## ACTIONS TO TAKE
(a) In the news report on the Supreme Court's Covid-19 relief ruling, how long did the court give the National Disaster Management Authority to recommend guidelines for ex gratia assistance?
(b) Continue the news report on the Supreme Court's Covid-19 relief ruling from its last sentence.

## SELECTED EXCERPT
┌────────
NEW DELHI, June 30: The Supreme Court on Wednesday said the Centre failed to perform its statutory duty, under Section 12 of the Disaster Management Act (DMA), to issue minimum standards of relief for families of those people who lost their lives to Covid-19. It directed the National Disaster Management Authority (NDMA) to recommend guidelines for ex gratia assistance, on account of loss of life, to families concerned, within 6 weeks.
A bench comprising Justices Ashok Bhushan and M.R. Shah said: “Guidelines for ex gratia assistance on account of loss of life due to Covid-19 pandemic, while recommending other guidelines for the minimum standards of relief, it can be said that the National Authority has failed to perform its statutory duty cast under Section 12..”
The Bench noted that if the statutory authority has failed to perform its statutory duty under the statute or constitutional duty, the court would be absolutely justified in issuing a writ of mandamus directing the authority to perform its statutory duty.
└────────
## SOURCE INFORMATION
┌────────
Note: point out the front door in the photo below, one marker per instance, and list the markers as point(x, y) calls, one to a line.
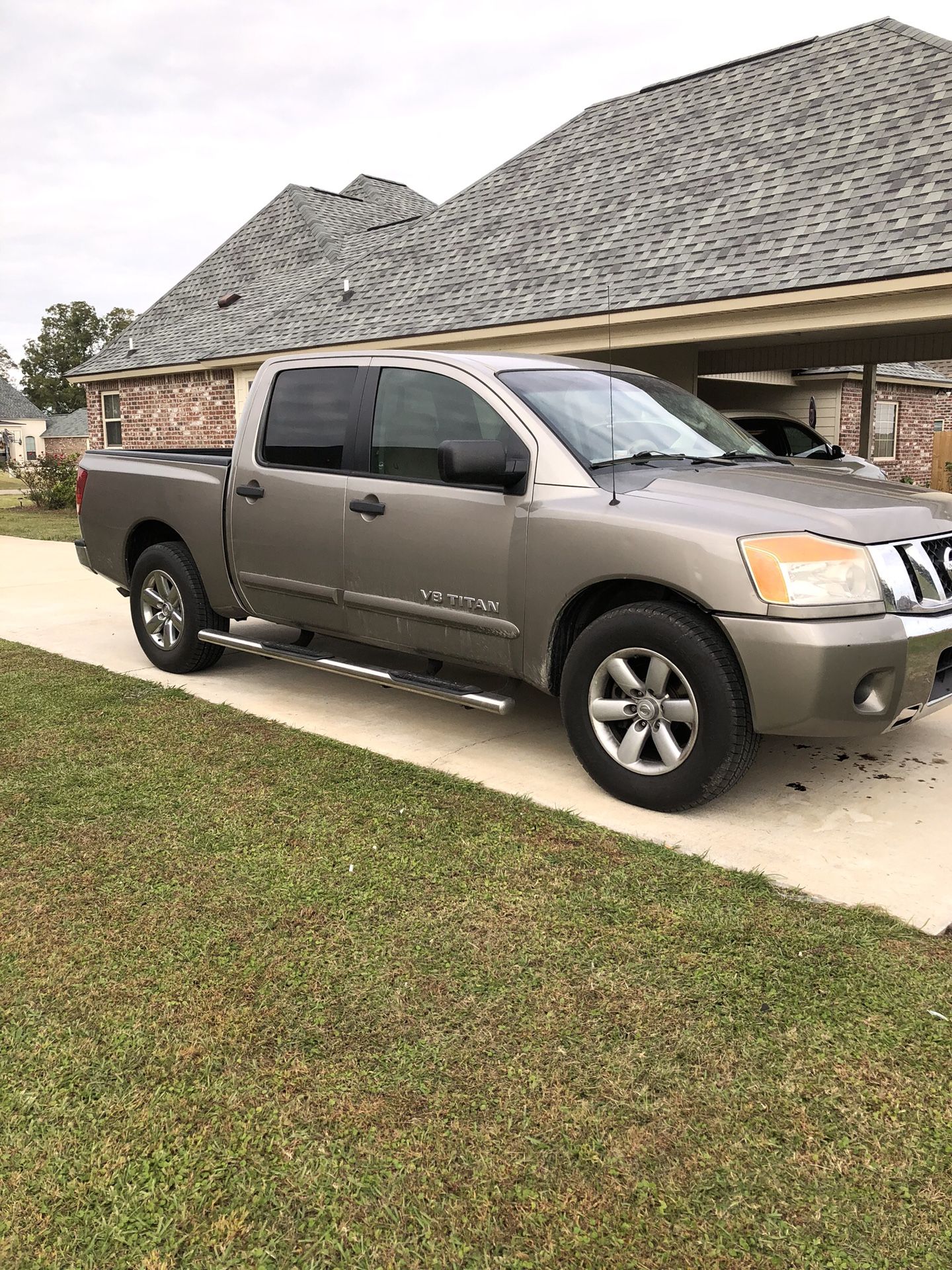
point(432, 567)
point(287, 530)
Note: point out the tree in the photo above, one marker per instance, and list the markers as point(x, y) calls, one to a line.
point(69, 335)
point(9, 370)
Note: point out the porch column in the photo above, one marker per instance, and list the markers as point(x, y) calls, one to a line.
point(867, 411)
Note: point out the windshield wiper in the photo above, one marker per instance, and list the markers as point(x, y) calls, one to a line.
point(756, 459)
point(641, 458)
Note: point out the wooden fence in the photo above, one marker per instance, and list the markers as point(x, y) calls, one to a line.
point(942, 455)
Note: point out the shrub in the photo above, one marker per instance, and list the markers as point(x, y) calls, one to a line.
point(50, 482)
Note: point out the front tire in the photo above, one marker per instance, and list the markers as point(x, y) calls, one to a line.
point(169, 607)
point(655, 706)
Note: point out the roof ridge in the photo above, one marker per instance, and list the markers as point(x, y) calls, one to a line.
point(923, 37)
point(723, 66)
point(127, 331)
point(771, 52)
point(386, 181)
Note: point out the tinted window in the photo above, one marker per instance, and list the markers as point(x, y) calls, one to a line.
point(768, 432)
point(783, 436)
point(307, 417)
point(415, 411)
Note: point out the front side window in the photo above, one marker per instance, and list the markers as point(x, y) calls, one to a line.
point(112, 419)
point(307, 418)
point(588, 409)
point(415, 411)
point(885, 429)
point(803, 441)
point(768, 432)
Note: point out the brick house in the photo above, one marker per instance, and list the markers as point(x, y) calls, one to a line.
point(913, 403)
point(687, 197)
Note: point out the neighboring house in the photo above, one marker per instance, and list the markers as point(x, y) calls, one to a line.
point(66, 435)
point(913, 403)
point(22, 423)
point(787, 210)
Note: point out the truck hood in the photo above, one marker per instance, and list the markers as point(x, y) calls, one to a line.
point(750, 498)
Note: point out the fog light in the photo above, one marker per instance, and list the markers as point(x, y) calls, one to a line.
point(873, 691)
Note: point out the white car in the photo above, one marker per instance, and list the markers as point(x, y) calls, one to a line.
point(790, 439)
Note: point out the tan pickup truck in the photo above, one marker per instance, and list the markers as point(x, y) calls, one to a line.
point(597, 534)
└────────
┌────────
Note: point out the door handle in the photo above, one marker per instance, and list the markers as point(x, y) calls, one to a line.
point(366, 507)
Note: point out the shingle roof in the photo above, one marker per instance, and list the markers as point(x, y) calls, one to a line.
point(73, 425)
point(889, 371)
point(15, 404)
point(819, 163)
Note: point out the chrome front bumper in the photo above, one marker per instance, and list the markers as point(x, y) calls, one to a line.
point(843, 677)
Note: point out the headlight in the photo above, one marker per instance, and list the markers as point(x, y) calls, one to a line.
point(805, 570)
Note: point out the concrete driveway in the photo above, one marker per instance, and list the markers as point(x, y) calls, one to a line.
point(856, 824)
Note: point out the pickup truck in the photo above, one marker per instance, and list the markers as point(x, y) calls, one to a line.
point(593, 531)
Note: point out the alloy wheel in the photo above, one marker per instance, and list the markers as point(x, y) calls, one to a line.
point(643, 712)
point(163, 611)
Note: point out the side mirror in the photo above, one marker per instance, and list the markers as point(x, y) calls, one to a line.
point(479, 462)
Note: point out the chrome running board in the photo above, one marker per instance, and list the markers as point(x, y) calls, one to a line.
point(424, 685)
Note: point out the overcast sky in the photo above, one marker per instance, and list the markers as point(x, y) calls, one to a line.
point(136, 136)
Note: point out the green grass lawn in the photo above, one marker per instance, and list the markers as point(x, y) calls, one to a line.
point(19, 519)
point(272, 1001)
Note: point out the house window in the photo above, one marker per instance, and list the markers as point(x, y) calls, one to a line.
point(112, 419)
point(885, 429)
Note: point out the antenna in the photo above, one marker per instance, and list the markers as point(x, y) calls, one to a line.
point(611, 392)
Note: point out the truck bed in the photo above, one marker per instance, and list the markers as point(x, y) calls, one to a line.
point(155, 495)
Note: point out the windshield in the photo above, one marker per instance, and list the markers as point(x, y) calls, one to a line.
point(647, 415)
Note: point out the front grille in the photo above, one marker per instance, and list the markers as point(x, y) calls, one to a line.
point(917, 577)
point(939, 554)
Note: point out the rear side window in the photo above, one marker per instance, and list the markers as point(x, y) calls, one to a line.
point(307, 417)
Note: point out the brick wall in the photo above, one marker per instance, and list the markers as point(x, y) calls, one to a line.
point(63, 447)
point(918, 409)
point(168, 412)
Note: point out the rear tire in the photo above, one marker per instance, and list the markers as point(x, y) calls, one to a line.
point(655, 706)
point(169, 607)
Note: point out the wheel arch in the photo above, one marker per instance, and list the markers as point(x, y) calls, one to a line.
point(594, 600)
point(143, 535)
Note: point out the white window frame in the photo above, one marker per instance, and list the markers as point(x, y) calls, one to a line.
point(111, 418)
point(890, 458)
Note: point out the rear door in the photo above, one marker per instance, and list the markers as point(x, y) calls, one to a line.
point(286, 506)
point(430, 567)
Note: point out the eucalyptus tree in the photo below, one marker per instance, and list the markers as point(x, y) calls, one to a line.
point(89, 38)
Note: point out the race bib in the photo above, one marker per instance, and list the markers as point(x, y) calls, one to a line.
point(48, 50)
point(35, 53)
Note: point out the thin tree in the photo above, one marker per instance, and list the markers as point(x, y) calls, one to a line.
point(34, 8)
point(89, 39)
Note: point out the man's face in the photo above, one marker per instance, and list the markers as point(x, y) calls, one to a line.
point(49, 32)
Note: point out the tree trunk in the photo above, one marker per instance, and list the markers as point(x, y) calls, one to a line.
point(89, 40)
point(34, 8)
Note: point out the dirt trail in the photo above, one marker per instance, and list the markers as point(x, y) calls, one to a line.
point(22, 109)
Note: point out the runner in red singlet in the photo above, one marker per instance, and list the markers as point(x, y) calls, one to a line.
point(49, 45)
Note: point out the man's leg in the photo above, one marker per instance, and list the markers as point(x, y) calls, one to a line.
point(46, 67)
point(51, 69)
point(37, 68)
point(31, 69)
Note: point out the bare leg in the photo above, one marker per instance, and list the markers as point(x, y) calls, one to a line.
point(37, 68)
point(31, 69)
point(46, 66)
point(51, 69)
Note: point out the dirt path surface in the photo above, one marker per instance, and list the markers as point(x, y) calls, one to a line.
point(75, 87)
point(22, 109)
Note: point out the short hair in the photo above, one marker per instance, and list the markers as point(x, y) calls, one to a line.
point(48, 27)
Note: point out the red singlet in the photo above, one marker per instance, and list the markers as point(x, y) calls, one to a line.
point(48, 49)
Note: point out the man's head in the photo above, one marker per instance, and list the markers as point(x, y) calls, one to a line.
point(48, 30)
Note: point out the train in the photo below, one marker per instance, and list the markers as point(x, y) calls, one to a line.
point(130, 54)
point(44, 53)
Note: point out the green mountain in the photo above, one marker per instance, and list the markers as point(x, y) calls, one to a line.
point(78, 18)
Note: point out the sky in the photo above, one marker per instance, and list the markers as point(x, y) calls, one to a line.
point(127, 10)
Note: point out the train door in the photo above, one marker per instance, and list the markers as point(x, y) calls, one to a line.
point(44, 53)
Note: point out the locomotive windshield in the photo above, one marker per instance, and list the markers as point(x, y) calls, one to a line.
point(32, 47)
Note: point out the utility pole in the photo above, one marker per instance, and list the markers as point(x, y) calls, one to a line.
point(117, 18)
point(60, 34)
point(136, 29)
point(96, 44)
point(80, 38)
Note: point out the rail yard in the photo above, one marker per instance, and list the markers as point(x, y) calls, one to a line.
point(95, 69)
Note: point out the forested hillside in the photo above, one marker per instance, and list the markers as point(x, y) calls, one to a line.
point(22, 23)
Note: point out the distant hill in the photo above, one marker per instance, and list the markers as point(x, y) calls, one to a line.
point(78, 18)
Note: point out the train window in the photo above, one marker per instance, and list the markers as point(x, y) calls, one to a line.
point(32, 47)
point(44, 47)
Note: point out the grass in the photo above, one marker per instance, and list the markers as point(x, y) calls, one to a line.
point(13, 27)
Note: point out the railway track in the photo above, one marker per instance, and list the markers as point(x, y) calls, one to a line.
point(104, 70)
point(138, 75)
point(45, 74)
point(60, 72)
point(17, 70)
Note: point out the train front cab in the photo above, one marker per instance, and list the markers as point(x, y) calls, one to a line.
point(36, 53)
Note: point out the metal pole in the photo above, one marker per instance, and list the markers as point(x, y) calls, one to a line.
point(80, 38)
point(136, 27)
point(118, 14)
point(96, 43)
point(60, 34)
└────────
## REPLIES
(a) Six weeks.

(b)
The Centre had argued that the term “shall” used in Section 12 of the DMA, will have to be read as “may”, thereby making the provision directory/discretionary and not mandatory, in the light of peculiar facts and comprehensive steps taken by the government in mitigating the pandemic.
Contesting the ex gratia, it argued that funds have been sanctioned for creating infrastructure, hospitals, testing, vaccination, ICU facilities and other allied matters including providing food to the BPL/migrant labourers, and not to pay ex gratia assistance.
However, the bench, in its 66-page judgment, held: “The beneficial provision of the legislation must be literally construed so as to fulfil the statutory purpose and not to frustrate it.”
It observed if Centre were to construe the word “shall” as “may”, in the act, it would “defeat its purpose” and object to issue guidelines for minimum standards of relief, including ex-gratia assistance in the Covid-19 pandemic, which is a disaster.
The Bench emphasised that the word “shall” used twice in Section 12 of the act significantly imposes a duty cast upon the national authority to issue guidelines for the minimum standards of relief which shall include ex gratia assistance on account of loss of life as also assistance on account of damage to houses and for restoration of means of livelihood.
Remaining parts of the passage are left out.